## Start
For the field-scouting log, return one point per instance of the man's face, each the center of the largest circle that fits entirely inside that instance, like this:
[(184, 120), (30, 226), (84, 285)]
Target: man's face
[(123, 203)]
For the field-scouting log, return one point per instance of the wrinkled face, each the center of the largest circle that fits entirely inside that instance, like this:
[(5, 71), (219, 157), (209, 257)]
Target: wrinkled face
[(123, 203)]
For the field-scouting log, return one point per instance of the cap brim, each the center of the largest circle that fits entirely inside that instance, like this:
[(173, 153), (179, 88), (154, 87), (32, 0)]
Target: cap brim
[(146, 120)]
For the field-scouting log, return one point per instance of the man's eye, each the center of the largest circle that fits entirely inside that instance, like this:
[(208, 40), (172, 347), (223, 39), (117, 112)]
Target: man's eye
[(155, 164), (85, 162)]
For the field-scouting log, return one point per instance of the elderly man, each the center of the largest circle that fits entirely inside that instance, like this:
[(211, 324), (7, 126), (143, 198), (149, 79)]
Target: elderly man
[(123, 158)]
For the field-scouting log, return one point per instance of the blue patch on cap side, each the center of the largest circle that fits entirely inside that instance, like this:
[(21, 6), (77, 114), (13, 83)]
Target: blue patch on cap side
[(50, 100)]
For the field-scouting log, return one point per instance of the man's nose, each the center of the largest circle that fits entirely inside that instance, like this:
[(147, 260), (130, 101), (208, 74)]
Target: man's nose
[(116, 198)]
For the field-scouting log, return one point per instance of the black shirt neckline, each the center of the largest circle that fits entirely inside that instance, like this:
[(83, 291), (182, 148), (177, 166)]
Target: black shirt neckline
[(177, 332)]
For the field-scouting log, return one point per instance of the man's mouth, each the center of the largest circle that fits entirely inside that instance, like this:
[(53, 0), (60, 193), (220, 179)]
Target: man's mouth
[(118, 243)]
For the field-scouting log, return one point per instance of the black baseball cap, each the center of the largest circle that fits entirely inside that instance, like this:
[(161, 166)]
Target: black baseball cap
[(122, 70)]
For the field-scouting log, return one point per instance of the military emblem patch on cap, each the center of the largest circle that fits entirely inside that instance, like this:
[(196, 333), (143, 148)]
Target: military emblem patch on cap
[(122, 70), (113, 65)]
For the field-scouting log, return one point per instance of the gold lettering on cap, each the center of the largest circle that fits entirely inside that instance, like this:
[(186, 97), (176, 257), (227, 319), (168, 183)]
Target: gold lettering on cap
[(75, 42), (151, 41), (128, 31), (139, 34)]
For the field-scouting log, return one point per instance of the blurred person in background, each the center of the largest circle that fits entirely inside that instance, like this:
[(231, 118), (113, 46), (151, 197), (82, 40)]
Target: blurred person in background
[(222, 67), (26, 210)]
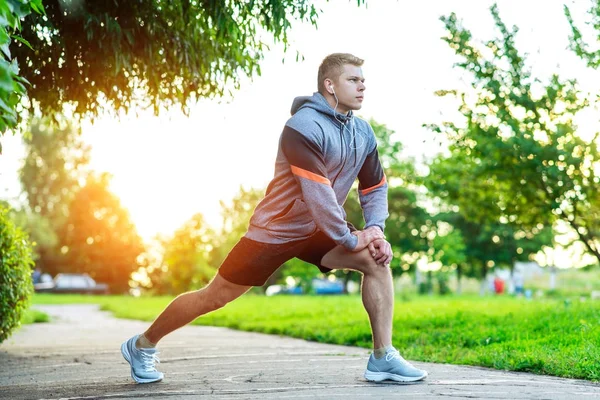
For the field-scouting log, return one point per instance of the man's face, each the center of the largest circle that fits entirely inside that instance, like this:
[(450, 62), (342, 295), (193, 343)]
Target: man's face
[(350, 89)]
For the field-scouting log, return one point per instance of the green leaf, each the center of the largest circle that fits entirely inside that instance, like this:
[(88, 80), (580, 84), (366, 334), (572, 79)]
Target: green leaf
[(5, 50), (6, 81), (37, 6), (5, 106), (20, 39)]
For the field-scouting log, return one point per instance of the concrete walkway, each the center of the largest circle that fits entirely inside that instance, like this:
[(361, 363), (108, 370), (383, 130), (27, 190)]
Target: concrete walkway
[(77, 356)]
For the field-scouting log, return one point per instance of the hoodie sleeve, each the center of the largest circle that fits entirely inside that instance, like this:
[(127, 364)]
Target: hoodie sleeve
[(372, 191), (307, 164)]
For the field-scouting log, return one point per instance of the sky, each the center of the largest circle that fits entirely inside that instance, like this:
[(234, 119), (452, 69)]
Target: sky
[(167, 168)]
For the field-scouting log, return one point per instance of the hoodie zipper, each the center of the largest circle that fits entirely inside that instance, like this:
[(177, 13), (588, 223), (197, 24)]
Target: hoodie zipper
[(342, 159)]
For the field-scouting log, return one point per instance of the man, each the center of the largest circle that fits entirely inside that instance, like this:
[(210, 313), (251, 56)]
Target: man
[(322, 150)]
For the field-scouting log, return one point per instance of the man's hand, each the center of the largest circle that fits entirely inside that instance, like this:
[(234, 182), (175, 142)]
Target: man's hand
[(366, 237), (381, 251)]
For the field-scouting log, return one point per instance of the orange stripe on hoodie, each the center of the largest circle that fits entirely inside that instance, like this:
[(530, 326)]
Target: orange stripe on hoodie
[(368, 190), (309, 175)]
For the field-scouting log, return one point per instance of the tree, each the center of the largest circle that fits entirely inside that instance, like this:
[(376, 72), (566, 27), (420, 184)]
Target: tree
[(517, 159), (186, 259), (99, 237), (41, 234), (149, 53), (12, 85), (53, 171), (576, 39), (236, 218)]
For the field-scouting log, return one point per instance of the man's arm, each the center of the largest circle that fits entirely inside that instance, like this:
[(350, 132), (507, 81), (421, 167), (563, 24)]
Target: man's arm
[(307, 163), (372, 191)]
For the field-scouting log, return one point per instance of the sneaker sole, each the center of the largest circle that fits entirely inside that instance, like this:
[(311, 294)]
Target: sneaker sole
[(382, 376), (127, 357)]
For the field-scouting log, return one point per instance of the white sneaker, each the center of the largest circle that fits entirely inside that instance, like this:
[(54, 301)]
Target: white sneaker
[(392, 367), (142, 361)]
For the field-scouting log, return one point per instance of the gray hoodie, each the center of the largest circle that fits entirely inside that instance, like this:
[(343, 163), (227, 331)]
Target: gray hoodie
[(320, 155)]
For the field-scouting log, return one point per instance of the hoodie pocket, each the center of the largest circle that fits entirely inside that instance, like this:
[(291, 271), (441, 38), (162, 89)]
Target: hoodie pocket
[(294, 222)]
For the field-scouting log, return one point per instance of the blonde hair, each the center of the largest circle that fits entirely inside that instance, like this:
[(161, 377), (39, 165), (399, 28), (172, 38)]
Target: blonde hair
[(332, 67)]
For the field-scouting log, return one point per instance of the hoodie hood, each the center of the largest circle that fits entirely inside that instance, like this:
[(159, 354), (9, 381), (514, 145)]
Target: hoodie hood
[(318, 103)]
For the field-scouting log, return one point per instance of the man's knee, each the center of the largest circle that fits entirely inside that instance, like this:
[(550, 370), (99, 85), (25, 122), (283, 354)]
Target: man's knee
[(219, 292), (367, 265)]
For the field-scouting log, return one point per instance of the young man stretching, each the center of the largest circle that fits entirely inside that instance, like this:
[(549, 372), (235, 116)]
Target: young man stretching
[(322, 150)]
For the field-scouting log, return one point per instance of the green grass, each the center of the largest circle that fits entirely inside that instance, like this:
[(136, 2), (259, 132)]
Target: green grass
[(554, 337), (32, 316)]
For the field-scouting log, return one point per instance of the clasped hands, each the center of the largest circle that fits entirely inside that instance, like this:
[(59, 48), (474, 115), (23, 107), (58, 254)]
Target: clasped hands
[(374, 239)]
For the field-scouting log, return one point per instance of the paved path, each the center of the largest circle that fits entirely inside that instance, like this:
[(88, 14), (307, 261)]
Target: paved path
[(77, 356)]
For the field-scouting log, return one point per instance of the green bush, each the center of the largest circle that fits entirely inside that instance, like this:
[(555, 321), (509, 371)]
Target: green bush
[(15, 274)]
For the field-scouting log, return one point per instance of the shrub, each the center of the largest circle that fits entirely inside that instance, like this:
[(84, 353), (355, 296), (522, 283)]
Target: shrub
[(15, 274)]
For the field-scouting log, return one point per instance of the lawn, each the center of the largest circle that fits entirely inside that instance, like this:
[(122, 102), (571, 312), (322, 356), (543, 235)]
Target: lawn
[(544, 336)]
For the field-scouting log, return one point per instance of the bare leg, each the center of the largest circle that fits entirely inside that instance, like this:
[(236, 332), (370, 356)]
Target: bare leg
[(189, 306), (377, 289)]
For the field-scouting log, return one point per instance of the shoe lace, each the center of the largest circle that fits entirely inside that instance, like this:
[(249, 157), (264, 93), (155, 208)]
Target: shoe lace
[(149, 361), (393, 354)]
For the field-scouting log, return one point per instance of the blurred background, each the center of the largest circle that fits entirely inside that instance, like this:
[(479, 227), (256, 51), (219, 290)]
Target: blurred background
[(149, 134)]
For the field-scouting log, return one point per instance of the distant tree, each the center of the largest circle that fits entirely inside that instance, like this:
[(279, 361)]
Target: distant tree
[(236, 218), (516, 159), (99, 237), (185, 263), (41, 234), (578, 44), (53, 171), (15, 274)]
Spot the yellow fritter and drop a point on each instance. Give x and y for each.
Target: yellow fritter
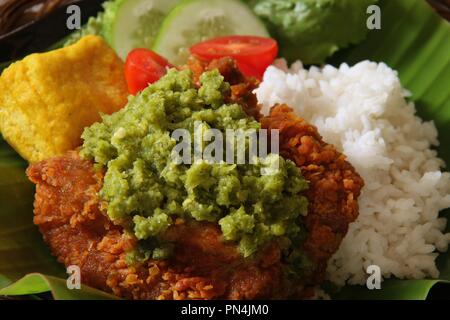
(47, 99)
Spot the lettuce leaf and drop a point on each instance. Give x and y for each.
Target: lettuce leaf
(311, 30)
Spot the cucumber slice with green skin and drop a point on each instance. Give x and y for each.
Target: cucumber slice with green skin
(193, 21)
(130, 24)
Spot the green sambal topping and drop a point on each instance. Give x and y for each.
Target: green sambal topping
(146, 188)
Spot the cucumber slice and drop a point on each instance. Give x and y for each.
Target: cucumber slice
(193, 21)
(130, 24)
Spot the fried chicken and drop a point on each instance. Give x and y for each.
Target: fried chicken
(74, 223)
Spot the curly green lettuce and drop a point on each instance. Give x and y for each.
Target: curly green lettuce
(312, 30)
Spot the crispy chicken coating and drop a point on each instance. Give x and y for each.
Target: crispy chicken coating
(74, 223)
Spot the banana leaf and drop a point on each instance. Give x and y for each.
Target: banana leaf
(413, 40)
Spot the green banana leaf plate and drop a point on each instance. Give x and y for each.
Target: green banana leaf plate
(413, 39)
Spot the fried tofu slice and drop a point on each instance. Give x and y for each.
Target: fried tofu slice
(47, 99)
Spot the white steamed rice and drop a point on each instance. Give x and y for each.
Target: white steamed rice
(363, 111)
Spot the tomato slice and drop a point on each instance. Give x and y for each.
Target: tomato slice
(143, 67)
(253, 54)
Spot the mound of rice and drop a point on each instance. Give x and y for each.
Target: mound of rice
(363, 111)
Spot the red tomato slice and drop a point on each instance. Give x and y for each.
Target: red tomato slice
(250, 52)
(143, 67)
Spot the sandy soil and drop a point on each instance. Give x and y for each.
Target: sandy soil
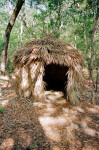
(52, 124)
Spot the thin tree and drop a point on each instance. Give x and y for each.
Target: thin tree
(92, 37)
(7, 35)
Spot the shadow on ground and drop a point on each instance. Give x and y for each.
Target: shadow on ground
(51, 124)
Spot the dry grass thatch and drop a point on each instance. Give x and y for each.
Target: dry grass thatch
(30, 61)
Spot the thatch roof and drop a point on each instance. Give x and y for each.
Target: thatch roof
(29, 67)
(49, 50)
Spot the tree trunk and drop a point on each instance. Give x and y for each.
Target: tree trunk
(7, 35)
(85, 41)
(92, 37)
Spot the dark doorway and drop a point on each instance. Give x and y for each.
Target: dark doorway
(55, 77)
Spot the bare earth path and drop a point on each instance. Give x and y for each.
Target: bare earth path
(48, 125)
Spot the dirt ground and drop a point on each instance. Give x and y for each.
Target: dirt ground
(52, 124)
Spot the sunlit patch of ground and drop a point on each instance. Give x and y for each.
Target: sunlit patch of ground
(52, 124)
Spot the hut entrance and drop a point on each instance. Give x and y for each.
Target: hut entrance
(55, 77)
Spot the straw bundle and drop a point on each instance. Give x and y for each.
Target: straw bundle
(30, 62)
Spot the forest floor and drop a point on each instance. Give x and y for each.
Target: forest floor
(48, 125)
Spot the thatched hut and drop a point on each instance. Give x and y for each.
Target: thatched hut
(48, 64)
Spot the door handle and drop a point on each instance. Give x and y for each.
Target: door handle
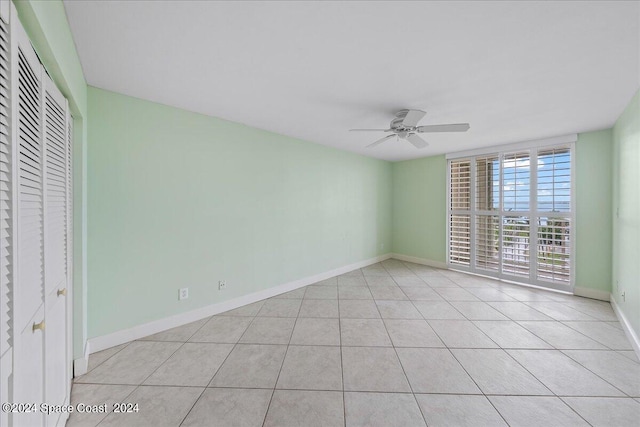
(37, 326)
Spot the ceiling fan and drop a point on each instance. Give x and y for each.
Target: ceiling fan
(405, 126)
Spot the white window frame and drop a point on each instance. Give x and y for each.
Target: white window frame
(532, 147)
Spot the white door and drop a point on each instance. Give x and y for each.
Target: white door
(55, 238)
(35, 185)
(27, 171)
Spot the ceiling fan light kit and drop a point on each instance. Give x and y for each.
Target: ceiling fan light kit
(405, 126)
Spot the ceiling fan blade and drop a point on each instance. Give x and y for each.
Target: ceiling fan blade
(412, 118)
(380, 141)
(416, 141)
(457, 127)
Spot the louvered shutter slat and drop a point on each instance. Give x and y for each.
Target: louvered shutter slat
(30, 191)
(6, 232)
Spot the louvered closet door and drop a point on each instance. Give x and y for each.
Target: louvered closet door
(6, 217)
(55, 239)
(29, 285)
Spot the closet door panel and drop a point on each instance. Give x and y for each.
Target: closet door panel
(55, 255)
(55, 353)
(29, 288)
(29, 370)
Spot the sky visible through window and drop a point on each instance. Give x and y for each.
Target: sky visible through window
(554, 182)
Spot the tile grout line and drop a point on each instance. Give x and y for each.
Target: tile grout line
(344, 403)
(275, 385)
(217, 370)
(404, 372)
(564, 304)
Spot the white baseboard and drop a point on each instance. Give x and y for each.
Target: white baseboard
(123, 336)
(591, 293)
(81, 365)
(626, 326)
(416, 260)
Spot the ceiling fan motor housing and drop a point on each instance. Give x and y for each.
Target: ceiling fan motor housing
(396, 124)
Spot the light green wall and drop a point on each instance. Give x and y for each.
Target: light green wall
(419, 208)
(178, 199)
(626, 212)
(46, 24)
(593, 178)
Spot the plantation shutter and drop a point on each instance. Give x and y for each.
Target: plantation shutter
(459, 218)
(487, 220)
(56, 188)
(69, 246)
(554, 223)
(6, 217)
(29, 197)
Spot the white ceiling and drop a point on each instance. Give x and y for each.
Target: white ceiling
(514, 70)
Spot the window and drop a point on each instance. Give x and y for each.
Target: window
(510, 215)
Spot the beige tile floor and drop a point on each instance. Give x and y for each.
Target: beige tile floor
(393, 344)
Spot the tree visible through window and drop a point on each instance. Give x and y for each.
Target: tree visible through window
(510, 214)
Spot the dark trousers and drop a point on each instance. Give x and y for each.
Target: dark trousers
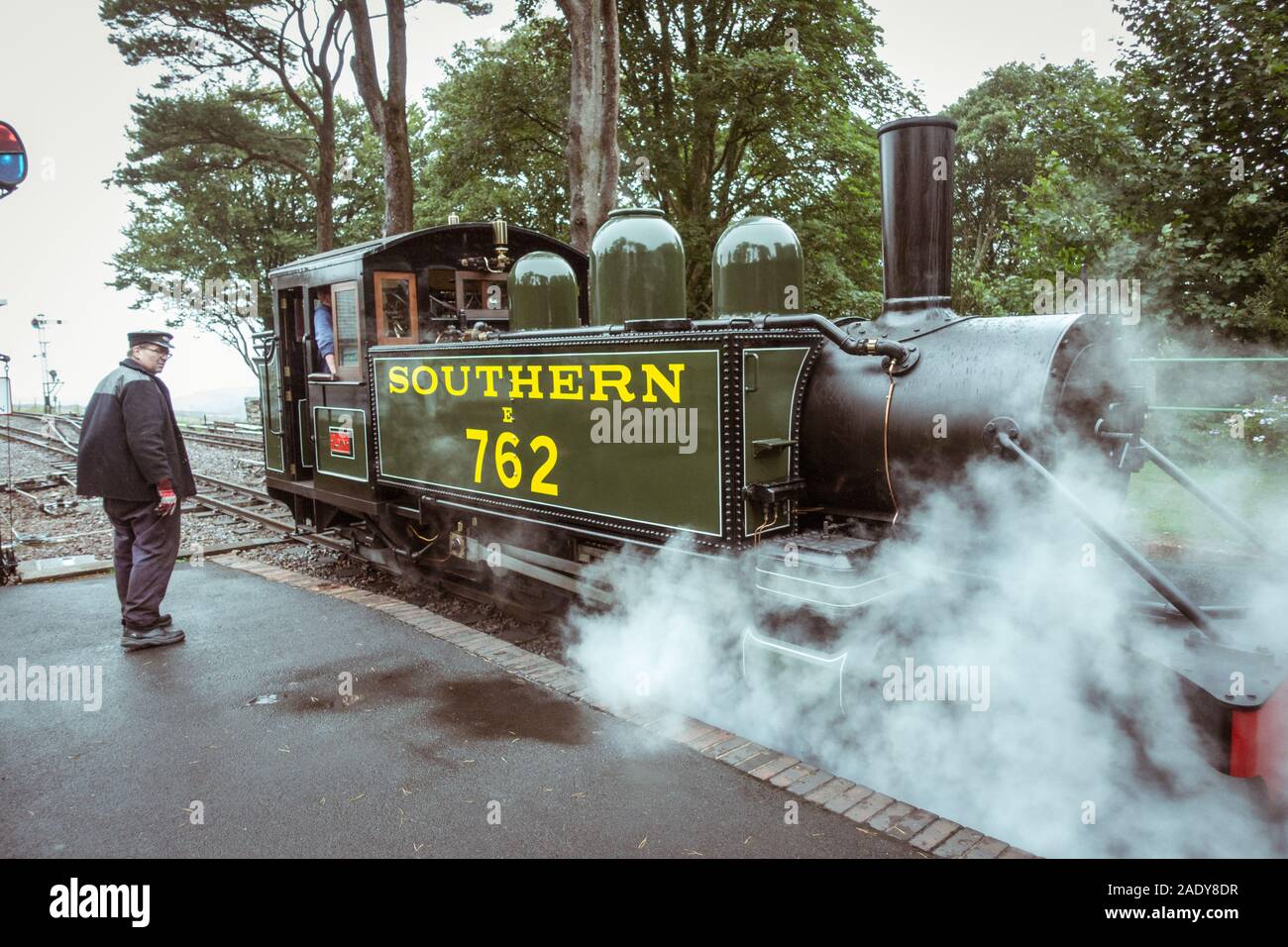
(145, 548)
## End
▶ Short task
In the data above, find the line with "Spot the louvered closet" and repeat it and every line after it through the end, exactly; leave the pictures out.

▶ Response to the task
Spot the louvered closet door and drop a point on each instance. Give x and y for each.
Target: louvered closet door
(6, 217)
(55, 239)
(29, 285)
Spot the closet door panel and drop a point on each instance. Give x and y for each.
Target: closet door panel
(55, 255)
(55, 353)
(29, 288)
(29, 370)
Spot the sky visible through window and drop a point on each instance. Give x and y for each.
Target: sky visible through window
(554, 182)
Spot the tile grout line and drop a point on each instance. Give x and y for each.
Target: tile grout line
(344, 403)
(275, 385)
(217, 370)
(404, 372)
(564, 304)
Spot the white baseboard and drop a point on each instance. Give x and y for each.
Target: white baseboard
(123, 336)
(591, 293)
(81, 365)
(626, 326)
(416, 260)
Spot the ceiling fan motor housing and drop a point on each instance. Give x and y for each.
Target: ceiling fan motor housing
(396, 124)
Spot the light green wall and drop a point on each instance. Give x and y for each.
Target: light green wall
(419, 208)
(178, 199)
(626, 212)
(46, 24)
(593, 178)
Spot the plantation shutter and drop a point on each instance. Give x and y for each.
Target: plantation shutter
(459, 218)
(487, 220)
(56, 188)
(69, 246)
(554, 223)
(6, 217)
(29, 197)
Spot the white ceiling and drop a point on each instance. Give x and y for each.
Target: white ceiling
(514, 70)
Spot the window and drop a point on each instance. Give x and y for each.
Target: window
(510, 215)
Spot the beige tile floor and drop a point on each instance. Give x and y for each.
Target: beige tile floor
(393, 344)
Spot the tree visible through window and drop a point on each instance. Give x and y for each.
Target: tree visible through window
(510, 214)
Spot the dark trousers and drop a point on each instance. Give x and y for each.
Target: dark trousers
(145, 548)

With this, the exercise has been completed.